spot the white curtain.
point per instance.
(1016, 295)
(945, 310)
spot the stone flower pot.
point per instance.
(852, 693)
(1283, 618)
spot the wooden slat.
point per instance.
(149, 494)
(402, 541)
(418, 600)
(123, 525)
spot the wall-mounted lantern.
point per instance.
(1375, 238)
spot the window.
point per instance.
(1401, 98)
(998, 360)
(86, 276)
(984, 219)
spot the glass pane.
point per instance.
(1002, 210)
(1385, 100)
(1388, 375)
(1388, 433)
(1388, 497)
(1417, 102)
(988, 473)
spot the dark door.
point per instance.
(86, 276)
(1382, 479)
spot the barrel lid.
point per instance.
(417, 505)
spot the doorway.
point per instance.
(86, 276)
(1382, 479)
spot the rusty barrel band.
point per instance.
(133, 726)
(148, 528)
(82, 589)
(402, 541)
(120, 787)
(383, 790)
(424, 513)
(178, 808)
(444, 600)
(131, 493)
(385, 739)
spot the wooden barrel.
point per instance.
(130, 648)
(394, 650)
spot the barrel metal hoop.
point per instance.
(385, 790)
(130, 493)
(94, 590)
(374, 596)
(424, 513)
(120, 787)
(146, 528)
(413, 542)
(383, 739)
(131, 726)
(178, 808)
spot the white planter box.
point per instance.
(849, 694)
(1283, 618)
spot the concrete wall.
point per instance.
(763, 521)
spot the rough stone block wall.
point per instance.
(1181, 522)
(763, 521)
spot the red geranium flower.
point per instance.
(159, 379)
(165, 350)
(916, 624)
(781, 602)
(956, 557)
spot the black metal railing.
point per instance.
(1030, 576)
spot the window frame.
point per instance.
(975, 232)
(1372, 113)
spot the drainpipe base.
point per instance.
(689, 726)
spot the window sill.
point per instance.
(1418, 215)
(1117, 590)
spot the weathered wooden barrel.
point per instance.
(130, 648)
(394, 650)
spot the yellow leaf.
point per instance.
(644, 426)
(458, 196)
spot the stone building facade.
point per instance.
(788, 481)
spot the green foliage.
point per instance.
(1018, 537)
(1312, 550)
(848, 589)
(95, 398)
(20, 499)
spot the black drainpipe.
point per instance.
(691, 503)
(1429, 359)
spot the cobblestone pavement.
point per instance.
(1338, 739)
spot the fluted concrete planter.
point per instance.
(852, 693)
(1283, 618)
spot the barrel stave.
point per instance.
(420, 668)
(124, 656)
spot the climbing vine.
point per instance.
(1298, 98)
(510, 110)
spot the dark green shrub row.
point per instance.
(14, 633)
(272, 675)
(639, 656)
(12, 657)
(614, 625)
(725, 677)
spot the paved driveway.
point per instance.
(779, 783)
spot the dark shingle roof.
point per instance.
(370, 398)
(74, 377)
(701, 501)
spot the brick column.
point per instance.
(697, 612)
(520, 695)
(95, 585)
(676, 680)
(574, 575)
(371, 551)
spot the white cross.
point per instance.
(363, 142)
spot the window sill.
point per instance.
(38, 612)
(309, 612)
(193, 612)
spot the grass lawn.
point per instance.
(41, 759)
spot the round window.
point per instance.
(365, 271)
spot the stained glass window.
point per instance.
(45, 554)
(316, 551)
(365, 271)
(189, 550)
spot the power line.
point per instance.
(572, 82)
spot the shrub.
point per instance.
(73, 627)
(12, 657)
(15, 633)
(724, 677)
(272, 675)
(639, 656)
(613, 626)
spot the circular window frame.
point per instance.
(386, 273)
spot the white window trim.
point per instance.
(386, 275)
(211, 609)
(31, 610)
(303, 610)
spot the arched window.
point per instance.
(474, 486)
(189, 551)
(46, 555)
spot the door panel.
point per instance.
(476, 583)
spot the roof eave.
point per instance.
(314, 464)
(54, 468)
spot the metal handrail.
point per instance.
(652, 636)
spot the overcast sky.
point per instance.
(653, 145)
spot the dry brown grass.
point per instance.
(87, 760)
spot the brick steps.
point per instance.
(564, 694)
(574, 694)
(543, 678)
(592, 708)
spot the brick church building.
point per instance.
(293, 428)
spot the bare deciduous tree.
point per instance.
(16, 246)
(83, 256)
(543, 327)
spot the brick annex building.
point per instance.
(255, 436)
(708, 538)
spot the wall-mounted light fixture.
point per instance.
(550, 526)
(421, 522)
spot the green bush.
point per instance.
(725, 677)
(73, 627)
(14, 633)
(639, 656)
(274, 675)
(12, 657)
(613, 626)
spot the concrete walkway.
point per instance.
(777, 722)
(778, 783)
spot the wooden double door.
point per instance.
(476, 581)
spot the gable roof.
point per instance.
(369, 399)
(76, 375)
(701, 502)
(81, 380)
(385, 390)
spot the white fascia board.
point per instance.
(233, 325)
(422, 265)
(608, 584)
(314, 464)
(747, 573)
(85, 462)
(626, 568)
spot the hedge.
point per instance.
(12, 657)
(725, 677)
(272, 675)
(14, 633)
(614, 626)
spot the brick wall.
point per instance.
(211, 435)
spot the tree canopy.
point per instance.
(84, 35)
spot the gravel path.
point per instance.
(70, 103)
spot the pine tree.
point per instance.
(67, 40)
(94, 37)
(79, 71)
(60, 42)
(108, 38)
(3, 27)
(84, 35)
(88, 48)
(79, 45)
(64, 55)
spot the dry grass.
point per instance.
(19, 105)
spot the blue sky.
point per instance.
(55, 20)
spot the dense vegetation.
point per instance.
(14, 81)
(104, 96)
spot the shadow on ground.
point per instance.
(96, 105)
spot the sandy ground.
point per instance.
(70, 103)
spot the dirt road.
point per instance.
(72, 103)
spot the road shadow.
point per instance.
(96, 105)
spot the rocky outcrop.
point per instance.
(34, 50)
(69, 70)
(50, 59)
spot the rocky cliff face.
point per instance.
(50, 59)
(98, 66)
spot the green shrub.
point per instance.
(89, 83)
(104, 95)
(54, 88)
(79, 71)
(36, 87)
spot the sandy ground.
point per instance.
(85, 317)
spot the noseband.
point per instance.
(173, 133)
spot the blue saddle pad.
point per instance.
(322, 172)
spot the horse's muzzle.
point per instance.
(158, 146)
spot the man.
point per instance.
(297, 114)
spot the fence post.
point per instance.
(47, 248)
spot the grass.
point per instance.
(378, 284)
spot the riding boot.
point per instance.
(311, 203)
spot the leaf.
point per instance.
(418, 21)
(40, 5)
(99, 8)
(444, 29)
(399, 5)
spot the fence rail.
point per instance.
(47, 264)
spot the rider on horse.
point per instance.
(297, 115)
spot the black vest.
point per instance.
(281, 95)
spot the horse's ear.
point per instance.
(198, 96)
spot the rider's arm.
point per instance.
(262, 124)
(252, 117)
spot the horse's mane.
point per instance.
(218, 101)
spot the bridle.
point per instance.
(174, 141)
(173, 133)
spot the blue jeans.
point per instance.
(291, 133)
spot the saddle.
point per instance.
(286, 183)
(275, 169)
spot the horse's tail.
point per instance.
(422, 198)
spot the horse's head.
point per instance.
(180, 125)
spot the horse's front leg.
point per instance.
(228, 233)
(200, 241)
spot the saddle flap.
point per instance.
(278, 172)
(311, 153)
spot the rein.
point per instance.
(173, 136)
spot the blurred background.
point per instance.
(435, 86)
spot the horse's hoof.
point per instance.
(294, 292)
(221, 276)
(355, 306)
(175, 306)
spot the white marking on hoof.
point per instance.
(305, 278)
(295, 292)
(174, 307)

########

§ Stated problem
Copy out all of the material above line by line, changing nothing.

§ Solution below
spot the white curtain.
point per instance.
(1016, 295)
(945, 310)
spot the stone flower pot.
point per instance.
(852, 693)
(1283, 618)
spot the wooden slat.
point per instance.
(149, 494)
(402, 541)
(418, 600)
(123, 525)
spot the wall-mounted lantern.
point per instance.
(1375, 238)
spot the window.
point per instance.
(1401, 98)
(998, 360)
(86, 276)
(984, 219)
spot the glass pane.
point per instance.
(1002, 210)
(1385, 100)
(1388, 375)
(1388, 433)
(1388, 497)
(1417, 102)
(988, 473)
spot the dark door.
point per instance.
(86, 276)
(1382, 479)
spot the barrel lid.
point per instance.
(417, 505)
spot the doorway.
point per instance.
(86, 276)
(1382, 479)
spot the rusty barrel band.
point per instance.
(133, 726)
(148, 528)
(82, 589)
(402, 541)
(120, 787)
(383, 790)
(424, 513)
(178, 808)
(444, 600)
(131, 493)
(385, 739)
spot the wooden barrel.
point per instance.
(130, 648)
(394, 650)
spot the barrel metal hoop.
point per instance.
(385, 790)
(130, 493)
(94, 590)
(374, 596)
(424, 513)
(120, 787)
(146, 528)
(413, 542)
(383, 739)
(131, 726)
(178, 808)
spot the white planter box.
point per instance.
(849, 694)
(1283, 618)
spot the concrete wall.
point per instance.
(763, 521)
spot the rough stone block wall.
point per instance.
(1181, 522)
(763, 521)
spot the red geranium flower.
point per instance.
(159, 379)
(165, 350)
(916, 624)
(781, 602)
(956, 557)
spot the black metal railing.
point per instance.
(1030, 576)
spot the window frame.
point per instance.
(975, 232)
(1372, 113)
spot the drainpipe base.
point per instance.
(689, 726)
spot the window sill.
point per instance.
(1418, 215)
(1117, 590)
spot the weathered wooden barrel.
point per instance.
(130, 648)
(394, 650)
spot the yellow leaf.
point per instance.
(644, 426)
(458, 196)
spot the stone building facade.
point per instance.
(788, 481)
spot the green foliage.
point per instance.
(1018, 537)
(1312, 550)
(848, 589)
(95, 398)
(20, 499)
spot the black drainpipe.
point per instance.
(691, 503)
(1429, 359)
spot the cobblestone pavement.
point per instance.
(1338, 739)
spot the fluted concrete planter.
point per instance.
(852, 693)
(1283, 618)
spot the barrel stave.
point per instance.
(420, 668)
(124, 656)
spot the climbing vine.
point per instance.
(1298, 98)
(510, 110)
spot the dark green shrub row.
point per instance.
(14, 633)
(272, 675)
(639, 656)
(12, 657)
(614, 625)
(725, 677)
spot the paved driveway.
point per instance.
(779, 783)
spot the dark shingle roof.
point per instance.
(370, 398)
(74, 377)
(701, 501)
spot the brick column.
point per instance.
(697, 612)
(520, 695)
(95, 585)
(676, 680)
(574, 575)
(371, 551)
spot the white cross.
point per instance.
(363, 142)
spot the window sill.
point per instance.
(38, 612)
(309, 612)
(193, 612)
spot the grass lawn.
point per instance.
(41, 759)
spot the round window.
point per instance.
(365, 271)
spot the stained glass window.
point per instance.
(45, 554)
(316, 551)
(365, 271)
(189, 550)
spot the power line.
point per instance.
(572, 82)
spot the shrub.
point per instance.
(73, 627)
(12, 657)
(15, 633)
(724, 677)
(272, 675)
(639, 656)
(613, 626)
spot the circular window frame.
point per instance.
(386, 273)
spot the white window trim.
point per instance.
(386, 275)
(211, 609)
(31, 610)
(303, 610)
spot the arched window.
point per instance.
(474, 486)
(189, 551)
(46, 555)
spot the door panel.
point per instance.
(476, 583)
spot the roof eave.
point per instance.
(314, 464)
(54, 468)
spot the metal handrail.
point per instance.
(652, 636)
spot the overcast sky.
point per instance.
(653, 145)
spot the dry brown grass.
point per instance.
(87, 760)
spot the brick steps.
point per instance.
(564, 694)
(574, 694)
(543, 678)
(592, 708)
spot the brick church building.
point per instance.
(293, 428)
spot the bare deciduous tree.
point per instance.
(16, 246)
(83, 256)
(543, 327)
spot the brick annex building.
point per instance.
(255, 436)
(708, 538)
spot the wall-mounted light fixture.
point per instance.
(550, 526)
(421, 522)
spot the green bush.
point per instance.
(725, 677)
(73, 627)
(14, 633)
(639, 656)
(274, 675)
(12, 657)
(613, 626)
spot the concrete walkway.
point per instance.
(777, 722)
(778, 783)
spot the wooden double door.
point per instance.
(476, 581)
spot the gable roof.
point per instance.
(369, 399)
(76, 375)
(701, 502)
(81, 380)
(385, 390)
spot the white fascia board.
point per instance.
(233, 325)
(422, 265)
(608, 584)
(314, 464)
(747, 573)
(85, 462)
(626, 568)
spot the hedge.
point per instance.
(12, 657)
(725, 677)
(272, 675)
(14, 633)
(614, 626)
spot the brick wall.
point per instance.
(211, 435)
spot the tree canopy.
point per instance.
(84, 35)
spot the gravel path.
point per instance.
(70, 103)
spot the pine tree.
point per instance.
(67, 40)
(94, 37)
(79, 71)
(60, 42)
(108, 38)
(3, 27)
(84, 35)
(88, 48)
(79, 45)
(64, 55)
spot the dry grass.
point per instance.
(19, 105)
spot the blue sky.
point per instance.
(55, 20)
spot the dense vegetation.
point per instance.
(14, 81)
(104, 96)
spot the shadow on ground.
point per instance.
(96, 105)
spot the sandy ground.
point per instance.
(70, 103)
spot the dirt road.
point per instance.
(72, 103)
spot the road shadow.
point per instance.
(96, 105)
spot the rocky outcrop.
point per instance.
(34, 50)
(69, 70)
(50, 59)
spot the rocky cliff face.
point per instance.
(50, 59)
(98, 66)
spot the green shrub.
point per instance.
(89, 83)
(104, 95)
(54, 88)
(79, 71)
(36, 87)
spot the sandy ground.
point per instance.
(85, 317)
spot the noseband.
point per instance.
(173, 133)
spot the blue saddle pad.
point per instance.
(322, 172)
spot the horse's muzzle.
point per instance.
(158, 146)
spot the man.
point per instance.
(297, 114)
spot the fence post.
point per instance.
(47, 248)
spot the grass.
point per instance.
(378, 284)
spot the riding boot.
point per instance.
(311, 203)
spot the leaf.
point per instance.
(418, 21)
(40, 5)
(99, 8)
(444, 29)
(399, 5)
spot the fence rail.
point per instance.
(47, 264)
spot the rider on horse.
point per instance.
(297, 115)
spot the black vest.
point per instance.
(281, 95)
spot the horse's ear.
point per instance.
(198, 96)
spot the rider's arm.
point per instance.
(262, 124)
(252, 117)
spot the horse's mane.
point per instance.
(218, 101)
spot the bridle.
point per instance.
(174, 141)
(173, 133)
spot the blue jeans.
point per instance.
(291, 133)
spot the saddle.
point per instance.
(286, 183)
(275, 169)
spot the horse's tail.
point per instance.
(422, 198)
spot the horse's head.
point per instance.
(180, 125)
spot the horse's front leg.
point per instance.
(228, 233)
(200, 241)
spot the saddle flap.
point per instance.
(278, 172)
(311, 153)
spot the rein.
point per instance.
(173, 136)
spot the blurred background.
point per instance.
(435, 86)
spot the horse's hoof.
point per instance.
(294, 292)
(221, 276)
(355, 306)
(175, 306)
spot the white marking on hoof.
point per instance.
(305, 278)
(295, 292)
(174, 307)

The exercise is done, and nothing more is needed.